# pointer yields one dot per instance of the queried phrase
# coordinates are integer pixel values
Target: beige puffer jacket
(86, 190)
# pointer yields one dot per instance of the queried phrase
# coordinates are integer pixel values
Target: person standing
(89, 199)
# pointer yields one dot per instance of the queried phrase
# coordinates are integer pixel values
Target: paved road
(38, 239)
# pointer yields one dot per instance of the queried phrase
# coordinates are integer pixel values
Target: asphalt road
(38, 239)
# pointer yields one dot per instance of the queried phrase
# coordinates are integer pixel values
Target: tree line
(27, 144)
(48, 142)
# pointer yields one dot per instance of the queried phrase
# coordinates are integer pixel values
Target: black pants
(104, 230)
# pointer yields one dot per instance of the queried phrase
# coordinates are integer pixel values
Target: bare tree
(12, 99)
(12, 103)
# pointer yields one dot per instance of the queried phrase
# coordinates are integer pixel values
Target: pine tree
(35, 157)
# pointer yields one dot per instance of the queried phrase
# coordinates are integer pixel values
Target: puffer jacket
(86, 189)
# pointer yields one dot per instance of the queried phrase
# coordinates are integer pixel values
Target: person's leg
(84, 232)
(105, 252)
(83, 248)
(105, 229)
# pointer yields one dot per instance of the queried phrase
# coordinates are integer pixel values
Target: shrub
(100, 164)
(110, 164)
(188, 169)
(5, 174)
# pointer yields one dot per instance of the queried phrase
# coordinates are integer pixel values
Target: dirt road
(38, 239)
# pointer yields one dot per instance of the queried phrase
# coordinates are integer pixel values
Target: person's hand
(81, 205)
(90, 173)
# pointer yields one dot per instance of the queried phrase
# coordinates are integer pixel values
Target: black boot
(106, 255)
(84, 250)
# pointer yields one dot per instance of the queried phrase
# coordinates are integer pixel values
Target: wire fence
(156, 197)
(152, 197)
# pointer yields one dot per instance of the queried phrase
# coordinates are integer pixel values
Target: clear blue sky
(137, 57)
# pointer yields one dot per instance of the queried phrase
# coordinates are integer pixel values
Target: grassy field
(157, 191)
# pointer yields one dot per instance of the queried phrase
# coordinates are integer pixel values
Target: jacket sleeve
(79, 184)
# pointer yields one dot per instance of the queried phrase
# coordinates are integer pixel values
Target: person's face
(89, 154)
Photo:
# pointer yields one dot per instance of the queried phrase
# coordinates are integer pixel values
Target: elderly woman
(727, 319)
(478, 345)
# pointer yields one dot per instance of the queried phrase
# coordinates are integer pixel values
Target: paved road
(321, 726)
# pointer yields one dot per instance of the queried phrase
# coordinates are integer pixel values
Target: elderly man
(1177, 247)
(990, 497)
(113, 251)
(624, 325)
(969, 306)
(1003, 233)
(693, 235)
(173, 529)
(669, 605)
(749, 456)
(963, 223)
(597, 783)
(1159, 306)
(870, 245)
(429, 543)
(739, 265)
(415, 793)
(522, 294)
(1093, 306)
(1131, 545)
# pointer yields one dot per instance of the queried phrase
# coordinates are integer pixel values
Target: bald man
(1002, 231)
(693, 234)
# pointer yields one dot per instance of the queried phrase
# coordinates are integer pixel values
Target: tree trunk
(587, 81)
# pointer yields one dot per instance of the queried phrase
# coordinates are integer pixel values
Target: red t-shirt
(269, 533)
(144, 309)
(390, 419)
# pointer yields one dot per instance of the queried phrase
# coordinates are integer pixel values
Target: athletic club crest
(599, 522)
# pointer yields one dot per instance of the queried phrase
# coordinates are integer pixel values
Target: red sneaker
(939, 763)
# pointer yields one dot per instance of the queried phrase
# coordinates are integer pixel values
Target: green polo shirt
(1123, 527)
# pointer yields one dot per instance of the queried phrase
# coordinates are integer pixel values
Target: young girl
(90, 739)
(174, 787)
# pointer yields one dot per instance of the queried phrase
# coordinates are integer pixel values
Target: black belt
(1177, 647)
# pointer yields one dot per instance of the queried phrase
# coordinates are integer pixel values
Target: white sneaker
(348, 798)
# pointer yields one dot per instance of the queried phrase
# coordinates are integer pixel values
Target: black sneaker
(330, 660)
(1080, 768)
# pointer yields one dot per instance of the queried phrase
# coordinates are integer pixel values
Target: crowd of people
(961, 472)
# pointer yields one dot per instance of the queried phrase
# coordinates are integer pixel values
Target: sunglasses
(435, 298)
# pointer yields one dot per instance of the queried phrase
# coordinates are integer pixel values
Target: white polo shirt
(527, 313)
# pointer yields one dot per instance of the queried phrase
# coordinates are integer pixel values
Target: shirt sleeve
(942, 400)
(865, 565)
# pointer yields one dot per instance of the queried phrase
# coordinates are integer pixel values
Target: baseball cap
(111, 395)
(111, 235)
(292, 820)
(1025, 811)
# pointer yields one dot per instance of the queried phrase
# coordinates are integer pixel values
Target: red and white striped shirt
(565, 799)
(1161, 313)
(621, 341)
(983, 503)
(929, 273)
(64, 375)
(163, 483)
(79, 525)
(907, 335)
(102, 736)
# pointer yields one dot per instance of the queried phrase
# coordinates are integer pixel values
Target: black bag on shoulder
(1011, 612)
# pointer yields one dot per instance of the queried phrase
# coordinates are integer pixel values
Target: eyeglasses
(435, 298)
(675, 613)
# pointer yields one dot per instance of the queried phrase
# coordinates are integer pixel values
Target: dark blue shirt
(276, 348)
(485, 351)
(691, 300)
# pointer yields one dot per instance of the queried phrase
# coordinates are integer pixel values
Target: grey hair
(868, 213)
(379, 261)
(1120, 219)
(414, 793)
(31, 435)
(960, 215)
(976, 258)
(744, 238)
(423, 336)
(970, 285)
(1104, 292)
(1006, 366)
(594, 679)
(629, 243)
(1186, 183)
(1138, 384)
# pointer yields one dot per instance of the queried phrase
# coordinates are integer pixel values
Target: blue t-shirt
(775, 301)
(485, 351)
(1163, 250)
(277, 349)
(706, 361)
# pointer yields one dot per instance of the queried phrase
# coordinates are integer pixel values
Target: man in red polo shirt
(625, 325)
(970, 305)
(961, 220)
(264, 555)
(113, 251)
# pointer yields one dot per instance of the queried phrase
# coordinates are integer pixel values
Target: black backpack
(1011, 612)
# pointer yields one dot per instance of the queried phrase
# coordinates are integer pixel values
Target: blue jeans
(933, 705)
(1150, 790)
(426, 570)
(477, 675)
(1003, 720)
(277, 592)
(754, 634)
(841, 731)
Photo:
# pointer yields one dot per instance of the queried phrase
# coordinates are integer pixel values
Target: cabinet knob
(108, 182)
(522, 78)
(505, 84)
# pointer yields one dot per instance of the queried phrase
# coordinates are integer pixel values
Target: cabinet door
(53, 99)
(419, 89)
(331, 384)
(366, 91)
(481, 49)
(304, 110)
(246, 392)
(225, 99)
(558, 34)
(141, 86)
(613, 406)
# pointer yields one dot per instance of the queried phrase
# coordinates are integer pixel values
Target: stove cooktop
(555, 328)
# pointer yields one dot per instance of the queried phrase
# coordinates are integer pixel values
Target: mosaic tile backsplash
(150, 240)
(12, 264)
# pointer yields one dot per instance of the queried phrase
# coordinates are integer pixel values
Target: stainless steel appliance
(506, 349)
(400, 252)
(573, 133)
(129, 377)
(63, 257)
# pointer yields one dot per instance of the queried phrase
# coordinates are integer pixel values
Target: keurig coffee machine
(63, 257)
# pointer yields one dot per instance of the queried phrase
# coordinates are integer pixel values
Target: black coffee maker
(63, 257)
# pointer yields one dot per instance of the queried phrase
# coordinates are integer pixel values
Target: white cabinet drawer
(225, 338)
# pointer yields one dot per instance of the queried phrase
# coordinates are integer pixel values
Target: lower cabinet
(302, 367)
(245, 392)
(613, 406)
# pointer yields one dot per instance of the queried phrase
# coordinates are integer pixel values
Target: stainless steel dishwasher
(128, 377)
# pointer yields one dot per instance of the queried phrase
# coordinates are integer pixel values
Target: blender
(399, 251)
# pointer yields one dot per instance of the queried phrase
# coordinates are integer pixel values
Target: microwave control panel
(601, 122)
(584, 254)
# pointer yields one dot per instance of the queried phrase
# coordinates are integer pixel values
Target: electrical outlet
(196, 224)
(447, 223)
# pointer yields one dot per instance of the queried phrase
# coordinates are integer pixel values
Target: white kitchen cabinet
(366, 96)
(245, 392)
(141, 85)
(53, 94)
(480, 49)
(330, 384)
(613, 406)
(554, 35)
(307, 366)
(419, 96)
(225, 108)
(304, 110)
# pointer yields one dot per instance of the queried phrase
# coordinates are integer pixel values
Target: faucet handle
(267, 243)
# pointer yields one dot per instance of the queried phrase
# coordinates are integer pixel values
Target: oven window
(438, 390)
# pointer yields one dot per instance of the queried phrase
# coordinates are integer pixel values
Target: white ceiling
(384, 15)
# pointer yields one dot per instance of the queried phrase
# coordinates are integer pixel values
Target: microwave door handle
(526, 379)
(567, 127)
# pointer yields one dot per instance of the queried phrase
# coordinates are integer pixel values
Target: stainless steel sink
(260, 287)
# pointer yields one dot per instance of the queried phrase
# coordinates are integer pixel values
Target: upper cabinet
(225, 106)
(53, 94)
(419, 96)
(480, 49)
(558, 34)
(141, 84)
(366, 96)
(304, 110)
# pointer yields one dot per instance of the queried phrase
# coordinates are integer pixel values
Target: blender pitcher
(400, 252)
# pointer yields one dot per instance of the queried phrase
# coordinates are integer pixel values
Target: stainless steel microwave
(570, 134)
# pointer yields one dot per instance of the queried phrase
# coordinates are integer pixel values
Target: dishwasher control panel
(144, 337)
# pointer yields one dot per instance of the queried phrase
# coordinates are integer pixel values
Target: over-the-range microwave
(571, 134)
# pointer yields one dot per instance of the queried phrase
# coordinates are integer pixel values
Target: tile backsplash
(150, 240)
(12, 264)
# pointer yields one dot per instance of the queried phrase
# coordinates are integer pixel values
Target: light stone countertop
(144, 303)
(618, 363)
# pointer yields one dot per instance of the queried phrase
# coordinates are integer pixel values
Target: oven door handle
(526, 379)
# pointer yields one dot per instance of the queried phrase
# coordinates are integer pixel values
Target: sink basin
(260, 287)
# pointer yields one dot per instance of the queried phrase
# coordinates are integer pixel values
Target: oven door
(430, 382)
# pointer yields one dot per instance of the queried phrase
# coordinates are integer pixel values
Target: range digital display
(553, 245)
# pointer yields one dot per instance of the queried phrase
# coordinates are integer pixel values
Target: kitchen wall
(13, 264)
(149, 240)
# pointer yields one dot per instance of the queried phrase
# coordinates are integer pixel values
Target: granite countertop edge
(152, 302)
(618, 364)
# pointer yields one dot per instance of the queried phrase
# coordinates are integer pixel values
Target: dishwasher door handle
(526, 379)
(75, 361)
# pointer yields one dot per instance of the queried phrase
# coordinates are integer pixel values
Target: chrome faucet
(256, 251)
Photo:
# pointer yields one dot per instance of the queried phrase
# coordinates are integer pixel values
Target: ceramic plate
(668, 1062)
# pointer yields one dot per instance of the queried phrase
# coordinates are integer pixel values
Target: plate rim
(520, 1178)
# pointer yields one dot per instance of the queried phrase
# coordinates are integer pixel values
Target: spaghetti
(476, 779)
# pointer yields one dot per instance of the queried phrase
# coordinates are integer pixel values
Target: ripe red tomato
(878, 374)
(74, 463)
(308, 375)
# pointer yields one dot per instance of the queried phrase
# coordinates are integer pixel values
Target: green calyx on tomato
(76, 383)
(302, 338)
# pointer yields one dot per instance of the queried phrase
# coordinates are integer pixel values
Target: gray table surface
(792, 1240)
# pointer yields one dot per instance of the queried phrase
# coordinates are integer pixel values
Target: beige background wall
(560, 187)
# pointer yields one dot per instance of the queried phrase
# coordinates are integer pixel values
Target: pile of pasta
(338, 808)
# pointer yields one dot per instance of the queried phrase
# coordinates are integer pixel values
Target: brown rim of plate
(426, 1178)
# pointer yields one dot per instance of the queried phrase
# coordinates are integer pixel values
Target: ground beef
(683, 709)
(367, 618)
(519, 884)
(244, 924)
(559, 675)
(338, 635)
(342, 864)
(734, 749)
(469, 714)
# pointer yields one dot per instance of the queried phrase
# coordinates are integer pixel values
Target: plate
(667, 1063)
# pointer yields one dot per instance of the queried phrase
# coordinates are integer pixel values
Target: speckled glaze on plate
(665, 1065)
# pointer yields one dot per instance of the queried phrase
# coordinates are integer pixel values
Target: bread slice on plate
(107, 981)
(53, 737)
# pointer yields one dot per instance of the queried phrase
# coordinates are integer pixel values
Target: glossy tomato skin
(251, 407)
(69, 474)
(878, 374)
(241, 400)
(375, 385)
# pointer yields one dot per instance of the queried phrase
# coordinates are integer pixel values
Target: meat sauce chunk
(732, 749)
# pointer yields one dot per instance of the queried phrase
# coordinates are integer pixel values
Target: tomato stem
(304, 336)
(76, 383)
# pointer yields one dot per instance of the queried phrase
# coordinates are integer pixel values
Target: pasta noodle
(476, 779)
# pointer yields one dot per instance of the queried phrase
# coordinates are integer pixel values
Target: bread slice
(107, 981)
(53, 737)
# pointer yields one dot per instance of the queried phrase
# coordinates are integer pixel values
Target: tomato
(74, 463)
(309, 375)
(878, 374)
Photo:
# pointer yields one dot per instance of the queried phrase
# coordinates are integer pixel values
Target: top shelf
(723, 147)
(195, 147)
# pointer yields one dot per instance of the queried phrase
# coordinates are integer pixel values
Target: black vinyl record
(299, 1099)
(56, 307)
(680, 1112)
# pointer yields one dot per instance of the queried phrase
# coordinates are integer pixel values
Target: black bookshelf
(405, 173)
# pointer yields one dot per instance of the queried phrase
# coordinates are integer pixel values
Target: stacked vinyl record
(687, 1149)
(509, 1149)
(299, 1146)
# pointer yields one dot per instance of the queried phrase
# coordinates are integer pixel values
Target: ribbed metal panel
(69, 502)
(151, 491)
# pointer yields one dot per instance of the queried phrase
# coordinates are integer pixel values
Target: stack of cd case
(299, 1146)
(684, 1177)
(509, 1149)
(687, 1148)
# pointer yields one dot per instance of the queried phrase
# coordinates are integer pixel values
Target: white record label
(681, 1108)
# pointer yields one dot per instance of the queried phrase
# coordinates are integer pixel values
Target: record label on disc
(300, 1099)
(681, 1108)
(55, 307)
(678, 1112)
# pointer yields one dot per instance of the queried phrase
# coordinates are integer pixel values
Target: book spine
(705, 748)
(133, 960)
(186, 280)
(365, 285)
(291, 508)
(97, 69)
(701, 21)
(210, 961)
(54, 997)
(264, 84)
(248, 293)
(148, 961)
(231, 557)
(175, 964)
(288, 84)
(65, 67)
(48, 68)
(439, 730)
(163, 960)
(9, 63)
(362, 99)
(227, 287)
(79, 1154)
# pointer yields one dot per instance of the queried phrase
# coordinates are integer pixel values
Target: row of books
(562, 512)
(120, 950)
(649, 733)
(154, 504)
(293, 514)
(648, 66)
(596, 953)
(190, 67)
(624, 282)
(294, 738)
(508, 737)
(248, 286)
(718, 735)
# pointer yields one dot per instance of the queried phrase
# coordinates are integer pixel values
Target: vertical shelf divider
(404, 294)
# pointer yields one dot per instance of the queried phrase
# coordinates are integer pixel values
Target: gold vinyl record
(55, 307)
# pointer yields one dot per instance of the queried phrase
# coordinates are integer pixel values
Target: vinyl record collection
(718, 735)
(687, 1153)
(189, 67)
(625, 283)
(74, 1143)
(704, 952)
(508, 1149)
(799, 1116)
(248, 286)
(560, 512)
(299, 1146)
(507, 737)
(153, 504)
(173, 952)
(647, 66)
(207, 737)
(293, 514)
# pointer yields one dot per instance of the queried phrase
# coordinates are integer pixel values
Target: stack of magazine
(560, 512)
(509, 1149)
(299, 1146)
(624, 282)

******************************

## Your instructions:
Identify every line in the records that contains the word "blue", and copy each one. Case counts.

## Output:
Target: clear blue sky
Target: dark blue shirt
Target: blue t-shirt
Target: blue jeans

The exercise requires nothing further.